- **EXERCISE DIRECTIONS**
Start at the first line of the listing below. Write out each line exactly, stopping after the one that contains "bare branch; answer laid out like".

- **DATA EXTRACTS**

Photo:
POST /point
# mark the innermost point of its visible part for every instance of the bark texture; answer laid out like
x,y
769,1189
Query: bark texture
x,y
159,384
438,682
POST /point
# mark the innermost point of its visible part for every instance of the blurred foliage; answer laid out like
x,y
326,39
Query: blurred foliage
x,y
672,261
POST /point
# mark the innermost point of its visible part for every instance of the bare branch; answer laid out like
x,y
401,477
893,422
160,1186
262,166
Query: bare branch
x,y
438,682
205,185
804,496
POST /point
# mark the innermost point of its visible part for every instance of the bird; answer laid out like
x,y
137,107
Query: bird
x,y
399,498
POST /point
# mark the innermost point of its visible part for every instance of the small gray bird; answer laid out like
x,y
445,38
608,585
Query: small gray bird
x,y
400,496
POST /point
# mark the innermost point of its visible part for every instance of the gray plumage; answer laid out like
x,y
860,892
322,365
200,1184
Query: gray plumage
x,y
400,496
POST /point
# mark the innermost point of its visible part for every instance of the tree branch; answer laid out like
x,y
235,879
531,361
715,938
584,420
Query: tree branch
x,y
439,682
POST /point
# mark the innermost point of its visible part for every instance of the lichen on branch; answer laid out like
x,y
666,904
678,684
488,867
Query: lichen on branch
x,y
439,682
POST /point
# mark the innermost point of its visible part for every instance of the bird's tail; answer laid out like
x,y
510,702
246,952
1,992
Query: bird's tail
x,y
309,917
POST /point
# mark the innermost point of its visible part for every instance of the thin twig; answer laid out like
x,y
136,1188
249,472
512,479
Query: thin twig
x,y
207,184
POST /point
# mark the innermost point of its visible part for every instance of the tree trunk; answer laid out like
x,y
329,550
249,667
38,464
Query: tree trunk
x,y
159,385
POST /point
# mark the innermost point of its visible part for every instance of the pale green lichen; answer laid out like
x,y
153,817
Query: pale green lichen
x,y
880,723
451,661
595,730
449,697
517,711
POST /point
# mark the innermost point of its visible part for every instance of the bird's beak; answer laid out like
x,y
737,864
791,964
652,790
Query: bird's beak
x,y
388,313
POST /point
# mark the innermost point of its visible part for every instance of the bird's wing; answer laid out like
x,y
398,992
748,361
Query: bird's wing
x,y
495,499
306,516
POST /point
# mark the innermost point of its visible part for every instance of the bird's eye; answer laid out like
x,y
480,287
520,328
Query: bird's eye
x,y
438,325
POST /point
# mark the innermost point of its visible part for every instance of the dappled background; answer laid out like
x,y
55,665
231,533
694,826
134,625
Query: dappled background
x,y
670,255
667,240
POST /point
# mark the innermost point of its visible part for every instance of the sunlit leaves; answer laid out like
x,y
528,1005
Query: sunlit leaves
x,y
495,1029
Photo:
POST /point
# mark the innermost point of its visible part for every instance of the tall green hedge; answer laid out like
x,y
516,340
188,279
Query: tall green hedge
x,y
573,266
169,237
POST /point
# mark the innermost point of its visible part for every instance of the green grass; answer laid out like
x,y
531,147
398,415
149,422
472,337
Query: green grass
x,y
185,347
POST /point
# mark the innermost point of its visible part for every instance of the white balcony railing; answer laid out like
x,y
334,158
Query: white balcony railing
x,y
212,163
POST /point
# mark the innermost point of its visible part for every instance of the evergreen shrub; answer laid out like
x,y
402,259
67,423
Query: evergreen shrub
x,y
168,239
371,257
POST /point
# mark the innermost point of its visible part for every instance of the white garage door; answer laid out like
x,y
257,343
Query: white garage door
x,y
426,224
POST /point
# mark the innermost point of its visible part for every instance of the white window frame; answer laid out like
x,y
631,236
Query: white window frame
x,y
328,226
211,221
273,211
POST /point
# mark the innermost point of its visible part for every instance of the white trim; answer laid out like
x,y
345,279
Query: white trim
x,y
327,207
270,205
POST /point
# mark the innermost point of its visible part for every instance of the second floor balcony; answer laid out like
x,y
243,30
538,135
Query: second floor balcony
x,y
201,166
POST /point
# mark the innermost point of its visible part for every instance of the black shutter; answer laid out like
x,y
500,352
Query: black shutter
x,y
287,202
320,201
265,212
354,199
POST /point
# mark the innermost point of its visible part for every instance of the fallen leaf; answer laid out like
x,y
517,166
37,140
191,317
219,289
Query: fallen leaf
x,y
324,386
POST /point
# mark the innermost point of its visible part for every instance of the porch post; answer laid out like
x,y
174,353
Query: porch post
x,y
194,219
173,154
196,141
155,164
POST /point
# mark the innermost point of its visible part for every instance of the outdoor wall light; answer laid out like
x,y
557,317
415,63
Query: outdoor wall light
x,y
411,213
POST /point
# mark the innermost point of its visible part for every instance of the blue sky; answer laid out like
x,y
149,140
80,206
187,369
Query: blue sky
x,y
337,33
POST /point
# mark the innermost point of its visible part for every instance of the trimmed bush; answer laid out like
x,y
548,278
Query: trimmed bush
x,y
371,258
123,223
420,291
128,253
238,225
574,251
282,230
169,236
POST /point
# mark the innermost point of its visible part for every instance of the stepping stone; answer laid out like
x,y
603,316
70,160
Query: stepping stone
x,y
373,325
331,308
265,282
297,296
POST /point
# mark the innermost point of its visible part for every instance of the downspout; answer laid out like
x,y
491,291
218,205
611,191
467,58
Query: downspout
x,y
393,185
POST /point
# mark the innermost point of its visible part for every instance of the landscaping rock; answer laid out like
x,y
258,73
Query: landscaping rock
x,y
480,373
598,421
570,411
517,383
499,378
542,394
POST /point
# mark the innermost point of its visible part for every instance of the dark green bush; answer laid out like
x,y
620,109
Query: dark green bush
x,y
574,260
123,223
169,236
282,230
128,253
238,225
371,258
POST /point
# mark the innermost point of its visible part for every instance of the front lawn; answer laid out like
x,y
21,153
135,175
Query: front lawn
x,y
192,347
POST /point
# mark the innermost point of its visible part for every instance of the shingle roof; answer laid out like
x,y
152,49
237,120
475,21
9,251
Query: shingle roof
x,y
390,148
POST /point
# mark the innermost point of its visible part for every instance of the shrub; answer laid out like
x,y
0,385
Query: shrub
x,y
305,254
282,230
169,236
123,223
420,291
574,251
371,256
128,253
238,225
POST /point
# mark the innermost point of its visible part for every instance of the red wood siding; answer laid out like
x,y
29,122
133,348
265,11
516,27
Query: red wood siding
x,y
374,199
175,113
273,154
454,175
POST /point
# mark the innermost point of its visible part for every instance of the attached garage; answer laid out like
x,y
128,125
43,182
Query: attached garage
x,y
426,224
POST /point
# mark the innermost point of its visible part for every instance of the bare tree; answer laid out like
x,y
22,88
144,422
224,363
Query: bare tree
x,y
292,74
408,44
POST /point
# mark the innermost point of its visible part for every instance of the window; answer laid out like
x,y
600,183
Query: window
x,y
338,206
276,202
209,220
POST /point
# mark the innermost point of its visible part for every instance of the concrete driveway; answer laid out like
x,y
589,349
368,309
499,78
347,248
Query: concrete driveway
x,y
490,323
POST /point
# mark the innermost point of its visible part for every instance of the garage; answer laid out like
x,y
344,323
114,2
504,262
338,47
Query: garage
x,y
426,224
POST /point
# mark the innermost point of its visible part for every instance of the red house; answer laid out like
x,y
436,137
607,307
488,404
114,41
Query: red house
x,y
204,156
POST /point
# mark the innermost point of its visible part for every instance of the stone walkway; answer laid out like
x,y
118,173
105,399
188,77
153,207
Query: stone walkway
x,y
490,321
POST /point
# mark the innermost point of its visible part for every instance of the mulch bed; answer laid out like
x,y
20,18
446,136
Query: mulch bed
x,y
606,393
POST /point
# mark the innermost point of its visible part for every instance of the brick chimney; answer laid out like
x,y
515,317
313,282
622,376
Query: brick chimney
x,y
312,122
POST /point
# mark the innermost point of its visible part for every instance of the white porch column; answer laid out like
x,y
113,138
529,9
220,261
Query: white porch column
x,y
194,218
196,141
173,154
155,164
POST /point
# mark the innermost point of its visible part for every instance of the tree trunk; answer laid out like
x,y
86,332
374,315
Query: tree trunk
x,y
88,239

- **ANSWER TO THIS EXERCISE**
Photo:
POST /point
# mark the innermost point of its visible part for every instance of the bark texture; answer laid out like
x,y
769,1189
Query: bark texture
x,y
159,384
438,682
POST /point
# mark the innermost point of its visible part for every instance of the blurred foliage; answer laid out like
x,y
326,39
Query: blurred foliage
x,y
672,261
POST /point
# mark the innermost point of its visible part for every instance of the bare branch; answer laid out like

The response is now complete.